### EXTRACT

With their numbers extremely reduced, the Christian soldiers entered Jerusalem and began massacring the population with the city. When the events of extreme violence were over, Christianity would become the ruling entity of the sacred city. The first crusade was successful and would be the only truly successful crusade out of the nine that would ensue.

The First Crusade and the Knights Templar Connection

The Knights Templar formed nearly two decades after the First Crusade had ended. Though the two did not have an immediate connection, the Knights did form because of the result of the First Crusade. Now under Christian control, Jerusalem and believers of the religion would need protection. The Knights Templar were created to protect the ideals of Christianity that were installed in Jerusalem after the First Crusade.

After the disbandment of the first crusaders, Christian pilgrims needed protection against Islamic revenge. Without the successful reclamation of Jerusalem, the Knights Templar would not have formed, and the Crusaders would have still been tasked with overthrowing Islamic control of the Holy Land.

The Knights Templar Weaken

In the late 12th century, The Knights Templar’s powerful regime began to falter. Infighting between Christian armies erupted, which weakened the political and military power of Christianity. These feuds between the Knights Templar, the Knights Hospitaller and the Teutonic Knights, wreaked havoc on the Christian position.

In 1187, Jerusalem was once again recaptured by Muslim forces. The Templars failed to protect the city that members of the first crusade had given their lives for.

In 1229, Christianity regained control of Jerusalem under the leadership of the Holy Roman Emperor Frederick II.

The Knights Templar were not involved in the recapture that has become known as the Sixth Crusade. Frederick took a more political approach to regain Jerusalem with little bloodshed between both sides of the Crusade. However, this time Christian control only lasted 15 years, as Jerusalem once again fell to Islamic control. This time the Ayyubid dynasty and mercenaries of Khwarezmi ruled the Holy Land.

[Stored data entries]
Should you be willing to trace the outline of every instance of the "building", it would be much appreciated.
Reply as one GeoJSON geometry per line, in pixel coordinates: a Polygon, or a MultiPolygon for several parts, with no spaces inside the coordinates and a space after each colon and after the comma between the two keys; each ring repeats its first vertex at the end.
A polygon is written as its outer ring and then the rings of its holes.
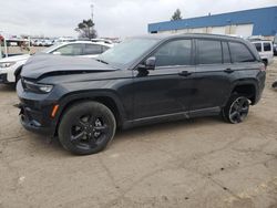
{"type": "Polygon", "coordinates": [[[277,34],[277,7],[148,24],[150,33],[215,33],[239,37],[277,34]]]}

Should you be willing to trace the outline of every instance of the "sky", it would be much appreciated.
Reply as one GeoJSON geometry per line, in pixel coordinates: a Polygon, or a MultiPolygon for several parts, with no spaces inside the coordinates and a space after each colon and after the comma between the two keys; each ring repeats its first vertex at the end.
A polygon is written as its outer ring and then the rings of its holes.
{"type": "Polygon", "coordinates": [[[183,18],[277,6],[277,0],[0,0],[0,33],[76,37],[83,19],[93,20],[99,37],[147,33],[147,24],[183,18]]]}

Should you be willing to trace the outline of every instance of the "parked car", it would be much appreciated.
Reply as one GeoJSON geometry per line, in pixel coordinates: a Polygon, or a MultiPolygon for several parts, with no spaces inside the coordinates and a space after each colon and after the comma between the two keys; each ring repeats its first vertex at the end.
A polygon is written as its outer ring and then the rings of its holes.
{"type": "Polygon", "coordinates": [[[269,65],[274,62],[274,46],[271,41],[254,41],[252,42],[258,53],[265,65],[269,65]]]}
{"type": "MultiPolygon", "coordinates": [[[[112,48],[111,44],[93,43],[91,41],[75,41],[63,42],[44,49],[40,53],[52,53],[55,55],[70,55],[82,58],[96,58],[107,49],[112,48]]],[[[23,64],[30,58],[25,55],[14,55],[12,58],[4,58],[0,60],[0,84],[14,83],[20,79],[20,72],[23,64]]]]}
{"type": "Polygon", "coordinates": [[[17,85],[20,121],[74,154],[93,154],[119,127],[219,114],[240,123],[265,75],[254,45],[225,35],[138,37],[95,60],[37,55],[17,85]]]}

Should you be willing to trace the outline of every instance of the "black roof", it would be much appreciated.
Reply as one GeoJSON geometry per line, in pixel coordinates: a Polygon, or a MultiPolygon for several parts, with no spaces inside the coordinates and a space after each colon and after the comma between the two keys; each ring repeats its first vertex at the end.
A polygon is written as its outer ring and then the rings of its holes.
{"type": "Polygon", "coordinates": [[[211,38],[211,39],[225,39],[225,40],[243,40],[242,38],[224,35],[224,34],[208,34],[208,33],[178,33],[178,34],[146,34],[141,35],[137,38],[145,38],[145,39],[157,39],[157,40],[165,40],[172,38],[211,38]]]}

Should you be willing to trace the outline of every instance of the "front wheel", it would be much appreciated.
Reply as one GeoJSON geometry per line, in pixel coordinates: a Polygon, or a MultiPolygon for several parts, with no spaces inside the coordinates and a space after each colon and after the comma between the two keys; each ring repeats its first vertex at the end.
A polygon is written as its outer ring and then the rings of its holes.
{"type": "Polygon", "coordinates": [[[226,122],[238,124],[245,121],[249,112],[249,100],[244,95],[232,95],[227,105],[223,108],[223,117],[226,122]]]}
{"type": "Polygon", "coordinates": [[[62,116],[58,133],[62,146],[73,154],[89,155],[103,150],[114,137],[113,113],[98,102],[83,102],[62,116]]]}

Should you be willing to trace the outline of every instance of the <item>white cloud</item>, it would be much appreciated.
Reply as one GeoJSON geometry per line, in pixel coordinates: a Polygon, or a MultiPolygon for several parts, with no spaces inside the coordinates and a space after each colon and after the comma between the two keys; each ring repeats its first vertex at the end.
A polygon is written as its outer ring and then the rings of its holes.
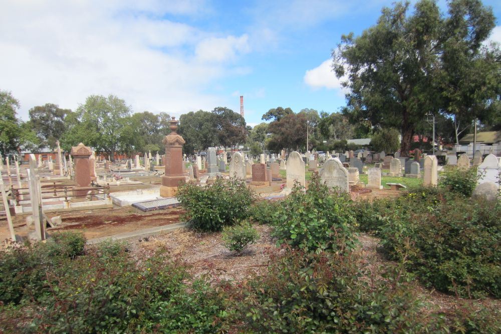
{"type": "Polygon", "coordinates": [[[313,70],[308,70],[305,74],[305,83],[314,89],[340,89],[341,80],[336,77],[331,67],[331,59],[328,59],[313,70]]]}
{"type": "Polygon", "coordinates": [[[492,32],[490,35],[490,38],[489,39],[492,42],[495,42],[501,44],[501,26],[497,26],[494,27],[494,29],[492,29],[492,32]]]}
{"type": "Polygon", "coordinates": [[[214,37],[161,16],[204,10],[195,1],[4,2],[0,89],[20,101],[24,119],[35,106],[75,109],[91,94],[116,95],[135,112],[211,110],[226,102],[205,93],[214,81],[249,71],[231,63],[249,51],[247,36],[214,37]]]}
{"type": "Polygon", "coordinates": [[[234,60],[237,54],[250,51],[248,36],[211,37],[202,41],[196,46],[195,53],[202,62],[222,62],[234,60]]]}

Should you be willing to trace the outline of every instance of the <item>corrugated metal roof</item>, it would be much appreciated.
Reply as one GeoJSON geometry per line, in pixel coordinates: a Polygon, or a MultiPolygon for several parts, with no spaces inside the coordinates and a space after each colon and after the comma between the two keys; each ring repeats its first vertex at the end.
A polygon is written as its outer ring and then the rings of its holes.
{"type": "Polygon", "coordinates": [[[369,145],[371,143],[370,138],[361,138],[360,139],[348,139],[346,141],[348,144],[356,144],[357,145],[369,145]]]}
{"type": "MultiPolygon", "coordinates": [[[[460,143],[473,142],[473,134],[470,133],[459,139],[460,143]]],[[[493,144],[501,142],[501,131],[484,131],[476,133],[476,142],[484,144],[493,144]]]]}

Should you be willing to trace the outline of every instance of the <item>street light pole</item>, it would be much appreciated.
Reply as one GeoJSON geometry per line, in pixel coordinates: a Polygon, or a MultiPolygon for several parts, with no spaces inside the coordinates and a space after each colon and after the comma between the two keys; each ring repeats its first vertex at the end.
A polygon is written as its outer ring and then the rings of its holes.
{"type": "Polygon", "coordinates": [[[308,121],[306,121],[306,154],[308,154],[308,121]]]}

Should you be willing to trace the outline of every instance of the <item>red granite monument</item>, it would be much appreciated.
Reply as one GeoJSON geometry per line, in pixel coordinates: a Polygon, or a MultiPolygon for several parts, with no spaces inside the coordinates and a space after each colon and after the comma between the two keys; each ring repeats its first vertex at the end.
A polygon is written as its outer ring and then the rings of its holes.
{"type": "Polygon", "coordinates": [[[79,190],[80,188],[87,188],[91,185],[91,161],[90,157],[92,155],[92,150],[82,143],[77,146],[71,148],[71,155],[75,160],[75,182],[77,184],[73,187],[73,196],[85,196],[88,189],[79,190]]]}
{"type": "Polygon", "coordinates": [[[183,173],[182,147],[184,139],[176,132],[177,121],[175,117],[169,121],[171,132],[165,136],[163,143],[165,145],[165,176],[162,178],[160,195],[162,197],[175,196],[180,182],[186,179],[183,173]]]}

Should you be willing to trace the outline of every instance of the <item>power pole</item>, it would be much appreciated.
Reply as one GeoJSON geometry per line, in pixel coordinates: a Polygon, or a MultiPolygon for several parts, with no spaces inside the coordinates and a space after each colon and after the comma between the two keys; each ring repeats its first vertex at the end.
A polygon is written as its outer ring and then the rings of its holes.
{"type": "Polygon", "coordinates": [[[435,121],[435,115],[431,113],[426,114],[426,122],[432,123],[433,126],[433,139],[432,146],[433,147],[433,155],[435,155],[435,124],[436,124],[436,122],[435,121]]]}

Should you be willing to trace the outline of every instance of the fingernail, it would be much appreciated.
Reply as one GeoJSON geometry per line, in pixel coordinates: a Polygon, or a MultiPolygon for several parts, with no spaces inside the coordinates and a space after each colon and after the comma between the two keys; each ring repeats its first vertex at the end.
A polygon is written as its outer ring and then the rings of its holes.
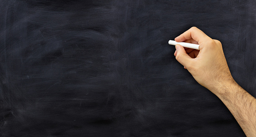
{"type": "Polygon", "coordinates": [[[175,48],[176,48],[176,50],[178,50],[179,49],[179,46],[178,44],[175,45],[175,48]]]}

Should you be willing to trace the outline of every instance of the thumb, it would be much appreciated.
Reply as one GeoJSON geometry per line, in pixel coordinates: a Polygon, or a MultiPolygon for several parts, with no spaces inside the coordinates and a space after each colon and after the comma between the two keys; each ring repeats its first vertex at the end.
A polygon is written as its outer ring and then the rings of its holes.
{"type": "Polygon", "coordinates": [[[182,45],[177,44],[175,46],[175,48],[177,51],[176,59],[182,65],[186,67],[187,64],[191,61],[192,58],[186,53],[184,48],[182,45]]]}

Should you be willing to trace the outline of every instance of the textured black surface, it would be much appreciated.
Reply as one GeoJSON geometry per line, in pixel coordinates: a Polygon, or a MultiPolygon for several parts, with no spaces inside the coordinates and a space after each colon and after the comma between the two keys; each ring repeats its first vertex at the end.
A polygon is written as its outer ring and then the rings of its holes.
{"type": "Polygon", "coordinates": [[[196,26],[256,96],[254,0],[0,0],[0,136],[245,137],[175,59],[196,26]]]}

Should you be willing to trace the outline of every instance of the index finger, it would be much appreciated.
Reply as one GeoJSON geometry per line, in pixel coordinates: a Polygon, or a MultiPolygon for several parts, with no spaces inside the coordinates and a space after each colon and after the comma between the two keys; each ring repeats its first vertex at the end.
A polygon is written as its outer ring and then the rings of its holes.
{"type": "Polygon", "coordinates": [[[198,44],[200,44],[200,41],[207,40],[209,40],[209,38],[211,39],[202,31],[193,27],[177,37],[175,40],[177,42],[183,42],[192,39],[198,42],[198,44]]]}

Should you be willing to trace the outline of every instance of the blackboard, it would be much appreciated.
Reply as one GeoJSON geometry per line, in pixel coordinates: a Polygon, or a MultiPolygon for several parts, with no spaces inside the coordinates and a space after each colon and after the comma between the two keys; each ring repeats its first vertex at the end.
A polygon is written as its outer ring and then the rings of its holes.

### TASKS TO PERFORM
1/ For each statement, say whether the passage on the Crusades and the Knights Templar agrees with it. Answer yes or no and quote the words of the passage that settle it. (a) The Knights Templar were founded nearly two decades after the First Crusade ended. (b) The Knights Templar took part in the 1229 recapture of Jerusalem. (c) Christian control of Jerusalem after 1229 lasted 15 years.
2/ Carry on the passage on the Crusades and the Knights Templar from its last sentence.
The listing has no connection to the passage on the Crusades and the Knights Templar.

### OUTPUTS IN ORDER
1/
(a) Yes: "The Knights Templar formed nearly two decades after the First Crusade had ended."
(b) No: "The Knights Templar were not involved in the recapture that has become known as the Sixth Crusade."
(c) Yes: "this time Christian control only lasted 15 years"

2/
The Fall of the Knights Templar

As Muslim armies began expanding in both size and strength, they became the controlling party of the Crusades. The once powerful and feared military of the Knights Templar became weak. In the late 12th and earlier 13th centuries, the Knights Templar were forced to relocate numerous times.

In the late 13th century, the Crusader city of Acre was the last remaining stronghold of Christianity in the Holy Land. This city was a hub for international trade, the lone remaining hub for military supplies for Christianity — extremely vital to the Knights Templar and the Christian people.

In 1291, Egyptian forces demolished the city, including the castle of the Knights Templar. They had failed to protect their last remaining territory surrounding the Holy Land.

The Knights had lost the support of Europeans. In 1312, Pope Clement V was forced to disband the Knights Templar after facing intense pressure from King Philip. The Knights’ assets were seized and dispersed to the Knights Hospitaller, one of the feuding armies of the Knights Templar during the 12th century.

Some of the Knights were persecuted on unjust charges, while others were executed, including the last Grand Master of the Knights Templar, Jacques de Molay. The once prominent army and protector of Christianity had fallen quite spectacularly in a relatively short amount of time.

Key Takeaways from the Knights Templar and the First Crusade

During the medieval period, the holy wars plagued Europe and the Middle East. Control of the sacred city of Jerusalem was the key contributor for thousands of casualties and devastating destruction during the Crusades. These religious wars between Christianity and Islam waged for centuries.

The First Crusade was the most impressive feat by Christianity during the medieval era. It allowed for the religion to flourish and groups of Christian regimes such as the Knights Templar to emerge.

Infighting between armies was the beginning of the end for Christianity’s brief control of sacred territories. As Muslim armies expanded, Christianity weakened and fell. The successes of the First Crusade was undone in just over a century, as the Knights Templar failed to protect Christianity.